Only a slice of the listing below is wanted. Retype the lines from the one containing "Where can the yellow shopping" through the one containing "Target: jeans", exactly, both ends included.
::::::::
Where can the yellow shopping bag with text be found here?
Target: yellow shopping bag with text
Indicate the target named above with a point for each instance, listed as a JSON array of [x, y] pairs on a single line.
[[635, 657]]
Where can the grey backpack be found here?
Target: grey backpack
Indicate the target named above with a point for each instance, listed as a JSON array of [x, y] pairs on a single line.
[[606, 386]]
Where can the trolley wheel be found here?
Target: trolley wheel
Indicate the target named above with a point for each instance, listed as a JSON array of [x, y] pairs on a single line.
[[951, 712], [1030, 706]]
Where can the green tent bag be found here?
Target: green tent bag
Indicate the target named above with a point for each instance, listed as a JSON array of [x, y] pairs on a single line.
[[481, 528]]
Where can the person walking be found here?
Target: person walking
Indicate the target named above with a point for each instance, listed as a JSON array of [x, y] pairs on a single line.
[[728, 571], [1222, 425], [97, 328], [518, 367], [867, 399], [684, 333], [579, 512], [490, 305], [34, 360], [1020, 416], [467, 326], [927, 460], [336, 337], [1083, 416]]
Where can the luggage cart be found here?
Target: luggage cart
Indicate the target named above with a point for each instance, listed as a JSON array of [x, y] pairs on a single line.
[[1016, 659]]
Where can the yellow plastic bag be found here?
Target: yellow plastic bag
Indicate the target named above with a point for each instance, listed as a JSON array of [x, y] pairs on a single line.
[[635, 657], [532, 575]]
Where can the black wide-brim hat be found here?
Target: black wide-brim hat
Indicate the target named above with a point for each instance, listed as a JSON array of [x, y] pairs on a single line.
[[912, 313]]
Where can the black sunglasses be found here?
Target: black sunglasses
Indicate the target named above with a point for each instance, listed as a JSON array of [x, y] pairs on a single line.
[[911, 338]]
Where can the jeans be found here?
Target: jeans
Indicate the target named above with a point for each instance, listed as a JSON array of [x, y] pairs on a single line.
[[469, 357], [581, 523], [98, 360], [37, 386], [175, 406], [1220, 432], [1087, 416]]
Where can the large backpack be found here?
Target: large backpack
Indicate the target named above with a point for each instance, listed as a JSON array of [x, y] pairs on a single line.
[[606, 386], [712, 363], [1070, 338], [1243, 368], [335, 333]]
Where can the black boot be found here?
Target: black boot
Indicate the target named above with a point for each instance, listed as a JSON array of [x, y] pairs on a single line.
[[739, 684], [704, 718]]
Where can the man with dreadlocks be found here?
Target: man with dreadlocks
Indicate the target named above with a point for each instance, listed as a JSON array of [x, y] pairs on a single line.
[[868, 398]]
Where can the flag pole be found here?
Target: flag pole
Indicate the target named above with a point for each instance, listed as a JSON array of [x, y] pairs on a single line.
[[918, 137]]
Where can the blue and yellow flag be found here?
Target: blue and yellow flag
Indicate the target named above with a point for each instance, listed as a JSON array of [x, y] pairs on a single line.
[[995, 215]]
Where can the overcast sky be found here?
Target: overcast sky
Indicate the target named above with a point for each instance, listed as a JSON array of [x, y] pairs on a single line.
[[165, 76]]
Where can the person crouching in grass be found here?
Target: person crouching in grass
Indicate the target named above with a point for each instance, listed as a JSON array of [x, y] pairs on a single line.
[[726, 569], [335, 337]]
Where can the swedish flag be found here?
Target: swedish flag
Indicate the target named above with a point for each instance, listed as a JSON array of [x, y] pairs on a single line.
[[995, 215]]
::::::::
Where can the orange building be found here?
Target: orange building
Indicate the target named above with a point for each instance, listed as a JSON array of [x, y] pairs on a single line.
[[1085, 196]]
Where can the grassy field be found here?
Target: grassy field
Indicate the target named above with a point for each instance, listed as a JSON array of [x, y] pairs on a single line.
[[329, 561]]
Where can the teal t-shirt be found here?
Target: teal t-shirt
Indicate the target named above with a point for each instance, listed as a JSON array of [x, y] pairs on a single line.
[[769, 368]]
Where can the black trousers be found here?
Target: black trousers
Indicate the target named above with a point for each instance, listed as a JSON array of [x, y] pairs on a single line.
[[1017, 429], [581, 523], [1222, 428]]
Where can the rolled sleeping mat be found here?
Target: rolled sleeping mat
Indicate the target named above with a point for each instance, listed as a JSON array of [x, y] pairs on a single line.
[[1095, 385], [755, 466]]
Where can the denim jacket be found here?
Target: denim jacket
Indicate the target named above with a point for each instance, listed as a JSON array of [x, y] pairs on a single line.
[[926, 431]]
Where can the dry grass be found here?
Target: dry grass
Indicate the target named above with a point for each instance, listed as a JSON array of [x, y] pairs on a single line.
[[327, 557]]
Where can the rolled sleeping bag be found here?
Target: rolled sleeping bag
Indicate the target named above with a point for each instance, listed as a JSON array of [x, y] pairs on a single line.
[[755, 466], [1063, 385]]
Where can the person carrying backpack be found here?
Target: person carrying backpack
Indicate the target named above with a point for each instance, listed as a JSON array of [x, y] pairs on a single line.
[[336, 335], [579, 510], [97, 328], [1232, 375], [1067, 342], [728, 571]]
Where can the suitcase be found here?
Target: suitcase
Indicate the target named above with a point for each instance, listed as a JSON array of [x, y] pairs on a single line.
::::::::
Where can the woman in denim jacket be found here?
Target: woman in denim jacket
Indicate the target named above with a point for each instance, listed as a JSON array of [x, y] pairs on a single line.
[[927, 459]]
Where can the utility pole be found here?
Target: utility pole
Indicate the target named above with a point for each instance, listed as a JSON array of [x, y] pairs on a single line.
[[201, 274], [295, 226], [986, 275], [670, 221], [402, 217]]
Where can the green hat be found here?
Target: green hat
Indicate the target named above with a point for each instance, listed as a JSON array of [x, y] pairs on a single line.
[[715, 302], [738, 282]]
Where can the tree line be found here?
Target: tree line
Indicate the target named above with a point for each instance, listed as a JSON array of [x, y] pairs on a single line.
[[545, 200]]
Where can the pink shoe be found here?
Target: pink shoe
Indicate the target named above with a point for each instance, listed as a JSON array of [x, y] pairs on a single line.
::::::::
- Answer section:
Where can the yellow shopping bag with text be found here?
Target: yellow shopping bag with text
Indicate the target named above with a point for each instance, listed as a JSON array of [x, y] pairs on a single line.
[[635, 657]]
Where can the grey backpack be found here?
Target: grey backpack
Indicate the target named above with a point for each instance, listed as a JSON array of [x, y] pairs on a single line.
[[606, 386]]
Where can the trolley wheel be found here?
Target: trolley wheel
Indicate the target named above with a point for each instance, listed as a JSON array of [x, y] pairs on a single line.
[[951, 712], [1030, 706]]
Where can the green tent bag be found here?
Target: green tent bag
Indicate the target named above with a point for each instance, listed as a JSON array of [x, y] pairs on a single line.
[[481, 528]]
Where can the person walking be found here?
Target: person walking
Indicate the target named above with a point for each instance, listed as a JSON array of [x, y] pairs on a single line.
[[728, 571], [1222, 425], [97, 328], [518, 367], [867, 399], [684, 333], [579, 512], [490, 305], [34, 360], [1020, 416], [467, 326], [927, 460], [336, 337], [1083, 416]]
Where can the luggage cart be found here?
Target: luggage cart
Indicate the target named above with a point for each instance, listed as a JSON array of [x, y] pairs on a single line.
[[1016, 659]]
Where can the yellow plastic bag be found here?
Target: yellow plastic bag
Indicate the target named above with a point for each instance, listed as a JSON array of [x, y] pairs on a single line.
[[635, 657], [532, 575]]
Where can the black wide-brim hat be found here?
Target: black wide-brim hat
Indicate the target named above with a point for each instance, listed as a JSON array of [x, y] pairs on a single line.
[[912, 313]]
Where can the black sunglasses be found here?
Target: black sunglasses
Indicate the target named above with a point for each instance, listed as a JSON array of [x, y] pairs on a single line.
[[911, 338]]
Where can the jeans be found here?
Target: jeans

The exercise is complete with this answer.